Leaving out all images, return the entries below exactly.
─── Dataset excerpts ───
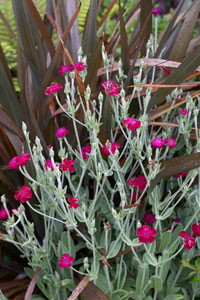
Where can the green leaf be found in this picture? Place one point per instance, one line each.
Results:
(196, 279)
(174, 166)
(165, 240)
(114, 248)
(142, 279)
(168, 213)
(156, 283)
(174, 297)
(150, 259)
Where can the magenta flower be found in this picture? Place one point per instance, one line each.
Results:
(183, 174)
(196, 229)
(110, 86)
(184, 112)
(53, 88)
(49, 165)
(73, 203)
(20, 160)
(158, 143)
(146, 234)
(80, 66)
(64, 69)
(65, 261)
(85, 151)
(23, 194)
(67, 165)
(177, 220)
(113, 147)
(131, 123)
(149, 218)
(14, 210)
(3, 214)
(156, 11)
(61, 132)
(171, 143)
(139, 182)
(189, 242)
(165, 70)
(135, 197)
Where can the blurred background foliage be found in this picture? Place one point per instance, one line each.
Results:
(31, 54)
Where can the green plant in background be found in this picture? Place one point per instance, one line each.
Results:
(92, 197)
(40, 55)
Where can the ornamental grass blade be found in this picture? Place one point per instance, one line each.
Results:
(8, 98)
(168, 32)
(53, 68)
(67, 9)
(29, 37)
(187, 67)
(41, 26)
(89, 39)
(184, 35)
(145, 14)
(96, 61)
(161, 110)
(124, 42)
(106, 14)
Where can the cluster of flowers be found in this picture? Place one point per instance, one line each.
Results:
(20, 160)
(160, 143)
(189, 241)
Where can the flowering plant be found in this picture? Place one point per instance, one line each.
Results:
(95, 200)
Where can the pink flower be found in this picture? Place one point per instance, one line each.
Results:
(135, 197)
(183, 174)
(67, 165)
(156, 11)
(184, 112)
(14, 210)
(3, 214)
(64, 69)
(23, 194)
(73, 203)
(131, 123)
(110, 86)
(158, 143)
(80, 66)
(196, 229)
(85, 150)
(61, 132)
(113, 147)
(171, 143)
(177, 220)
(20, 160)
(49, 165)
(149, 218)
(65, 261)
(53, 88)
(189, 242)
(139, 182)
(146, 234)
(165, 70)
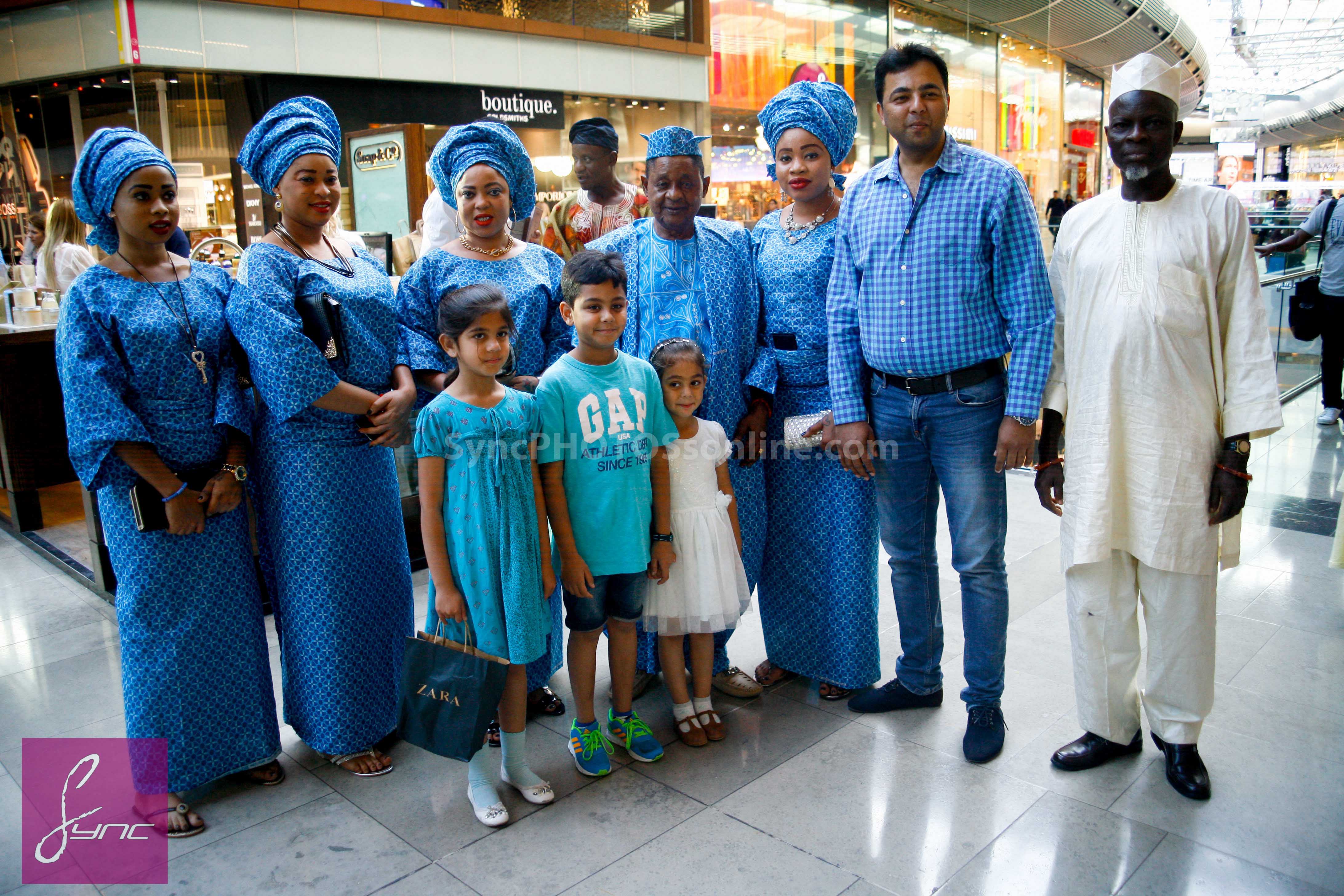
───
• [Exercise solution]:
Where can the green leaf be found in this picture? Place one point per instance, one line each.
Results:
(196, 279)
(174, 166)
(165, 240)
(114, 248)
(142, 279)
(168, 213)
(156, 283)
(174, 297)
(150, 259)
Where can the magenta flower be found in this picture? Place one point per instance, one line each.
Results:
(183, 174)
(196, 229)
(110, 86)
(184, 112)
(53, 88)
(49, 165)
(73, 203)
(20, 160)
(158, 143)
(146, 234)
(80, 66)
(64, 69)
(65, 261)
(85, 151)
(23, 194)
(67, 165)
(177, 220)
(113, 147)
(131, 123)
(149, 218)
(14, 210)
(3, 214)
(156, 11)
(61, 132)
(171, 143)
(139, 182)
(189, 242)
(165, 70)
(135, 197)
Where can the blurred background foliage be found in this picture? Place one point per instance, one line each.
Results:
(31, 54)
Where can the green plant in background be found in this picture? Place one point per instance, one line each.
Results:
(92, 197)
(40, 55)
Where can the ornamental grass blade be found in this picture? Place one point per instance, one line each.
Results:
(8, 98)
(168, 32)
(53, 68)
(67, 9)
(29, 37)
(187, 67)
(41, 26)
(89, 39)
(184, 35)
(145, 14)
(96, 61)
(161, 110)
(124, 42)
(106, 14)
Where can the cluster of flowers be found in this picture? Place one point per instance, one line each.
Results:
(20, 160)
(160, 143)
(189, 241)
Where can the flowering plant be found in this picture? Place one point per instance, one line each.
Results:
(95, 200)
Where can the pink flower be found in this picture? Place one point per instance, one line each.
Results:
(135, 197)
(183, 174)
(67, 165)
(156, 11)
(184, 112)
(14, 210)
(3, 214)
(64, 69)
(23, 194)
(73, 203)
(131, 123)
(110, 86)
(158, 143)
(80, 66)
(196, 229)
(85, 150)
(61, 132)
(113, 147)
(171, 143)
(177, 220)
(20, 160)
(49, 165)
(149, 218)
(65, 261)
(53, 88)
(189, 242)
(139, 182)
(146, 234)
(165, 70)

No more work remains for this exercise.